> [TASK INSTRUCTIONS]:
Format the listing between the lines holding "Target: eye makeup" and "[[[242,209],[275,212],[282,185],[222,185],[220,189]]]", inclusive, as a JSON list of strings with one string per line and no blank lines. Leave out the pictures.

> [DATA FOR THIS EXERCISE]:
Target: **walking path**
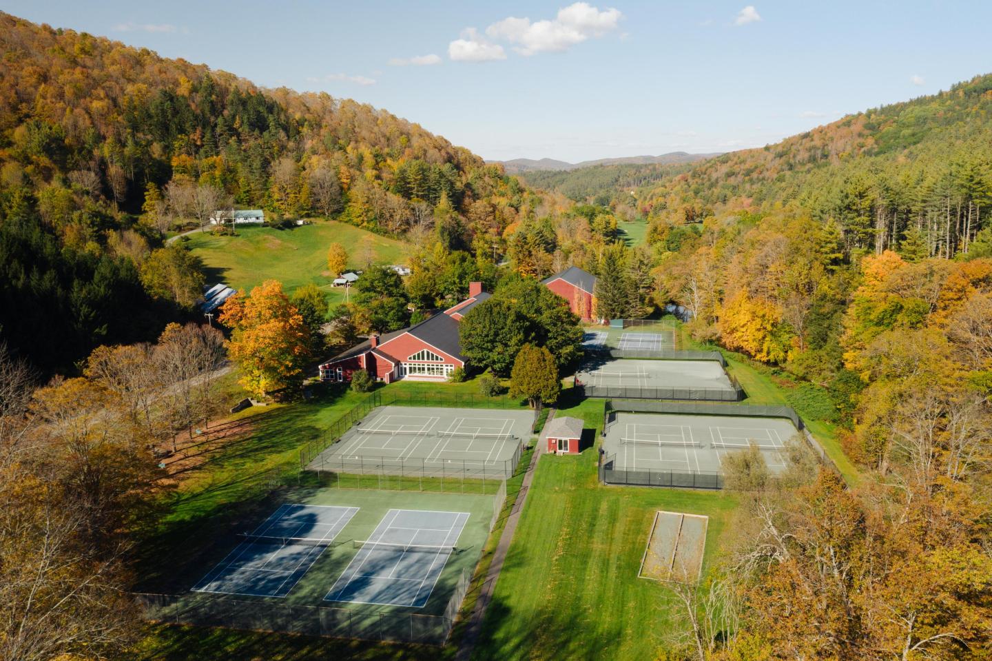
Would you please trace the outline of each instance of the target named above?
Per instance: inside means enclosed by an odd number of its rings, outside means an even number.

==

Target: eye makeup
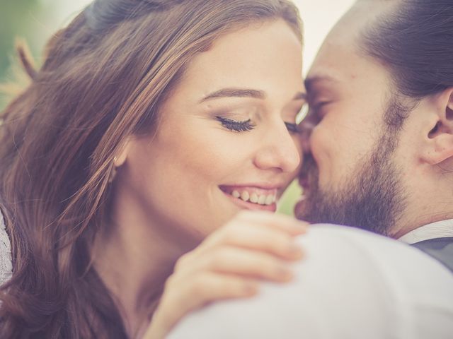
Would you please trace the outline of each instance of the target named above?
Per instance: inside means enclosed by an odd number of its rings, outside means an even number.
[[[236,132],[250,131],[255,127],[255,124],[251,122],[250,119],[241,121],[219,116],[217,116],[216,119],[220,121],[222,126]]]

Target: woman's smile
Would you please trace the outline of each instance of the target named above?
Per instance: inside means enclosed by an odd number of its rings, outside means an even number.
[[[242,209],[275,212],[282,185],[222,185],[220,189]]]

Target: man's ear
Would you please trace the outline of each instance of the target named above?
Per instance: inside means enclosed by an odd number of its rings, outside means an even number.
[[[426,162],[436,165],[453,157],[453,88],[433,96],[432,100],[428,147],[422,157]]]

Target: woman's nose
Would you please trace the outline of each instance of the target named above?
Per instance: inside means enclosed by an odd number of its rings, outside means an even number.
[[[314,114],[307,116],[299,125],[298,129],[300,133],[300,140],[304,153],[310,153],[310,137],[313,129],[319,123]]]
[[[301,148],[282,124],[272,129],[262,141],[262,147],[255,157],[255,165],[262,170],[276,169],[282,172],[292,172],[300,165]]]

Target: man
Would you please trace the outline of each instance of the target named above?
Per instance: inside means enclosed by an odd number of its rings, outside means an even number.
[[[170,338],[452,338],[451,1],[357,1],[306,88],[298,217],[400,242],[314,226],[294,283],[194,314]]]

--

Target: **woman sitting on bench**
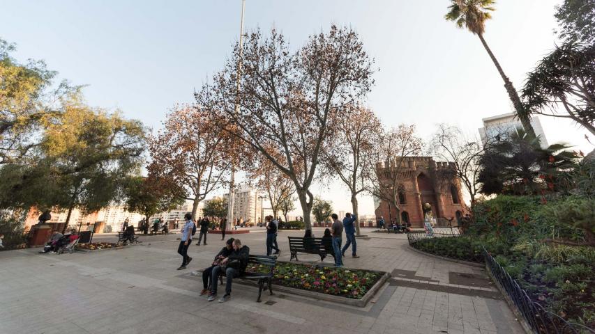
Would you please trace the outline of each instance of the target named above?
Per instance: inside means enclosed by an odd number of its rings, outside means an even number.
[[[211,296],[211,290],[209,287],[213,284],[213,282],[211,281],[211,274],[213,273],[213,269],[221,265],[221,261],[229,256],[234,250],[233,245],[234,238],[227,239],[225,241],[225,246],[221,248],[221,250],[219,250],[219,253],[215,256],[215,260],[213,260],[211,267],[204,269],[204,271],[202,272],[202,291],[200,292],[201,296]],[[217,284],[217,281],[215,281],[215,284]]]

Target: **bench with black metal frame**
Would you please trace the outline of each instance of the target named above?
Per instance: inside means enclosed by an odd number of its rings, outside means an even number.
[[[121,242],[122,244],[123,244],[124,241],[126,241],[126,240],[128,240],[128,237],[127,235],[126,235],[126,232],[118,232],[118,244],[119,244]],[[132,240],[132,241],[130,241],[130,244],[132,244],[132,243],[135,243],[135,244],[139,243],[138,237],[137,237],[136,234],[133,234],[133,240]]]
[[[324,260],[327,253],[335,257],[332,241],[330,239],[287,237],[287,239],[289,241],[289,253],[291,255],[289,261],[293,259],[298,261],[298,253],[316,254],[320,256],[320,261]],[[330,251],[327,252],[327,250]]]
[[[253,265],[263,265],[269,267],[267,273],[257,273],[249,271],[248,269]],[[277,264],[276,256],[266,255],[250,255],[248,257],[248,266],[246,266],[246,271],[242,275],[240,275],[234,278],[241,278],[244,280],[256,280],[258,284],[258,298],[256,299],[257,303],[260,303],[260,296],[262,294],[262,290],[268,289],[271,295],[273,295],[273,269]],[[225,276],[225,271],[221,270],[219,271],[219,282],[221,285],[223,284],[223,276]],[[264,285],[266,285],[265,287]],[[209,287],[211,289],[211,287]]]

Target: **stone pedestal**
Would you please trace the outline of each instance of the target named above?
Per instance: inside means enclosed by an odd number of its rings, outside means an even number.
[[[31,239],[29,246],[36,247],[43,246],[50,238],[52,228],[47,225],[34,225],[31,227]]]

> [ANSWER TO THE TASK]:
[
  "Target: eye makeup",
  "Would you please trace the outline of each instance of the target named above?",
  "Per instance: inside means enclosed by an odd number of its rings, outside means an even number.",
  "[[[236,132],[250,131],[255,127],[255,124],[251,122],[250,119],[241,121],[219,116],[217,116],[216,119],[220,121],[222,126]]]",
  "Target: woman's smile",
  "Would you please trace the outline of each instance of the target named above?",
  "Per instance: inside means enclosed by an odd number of its rings, outside means an even number.",
  "[[[242,209],[275,212],[282,185],[222,185],[220,189]]]"
]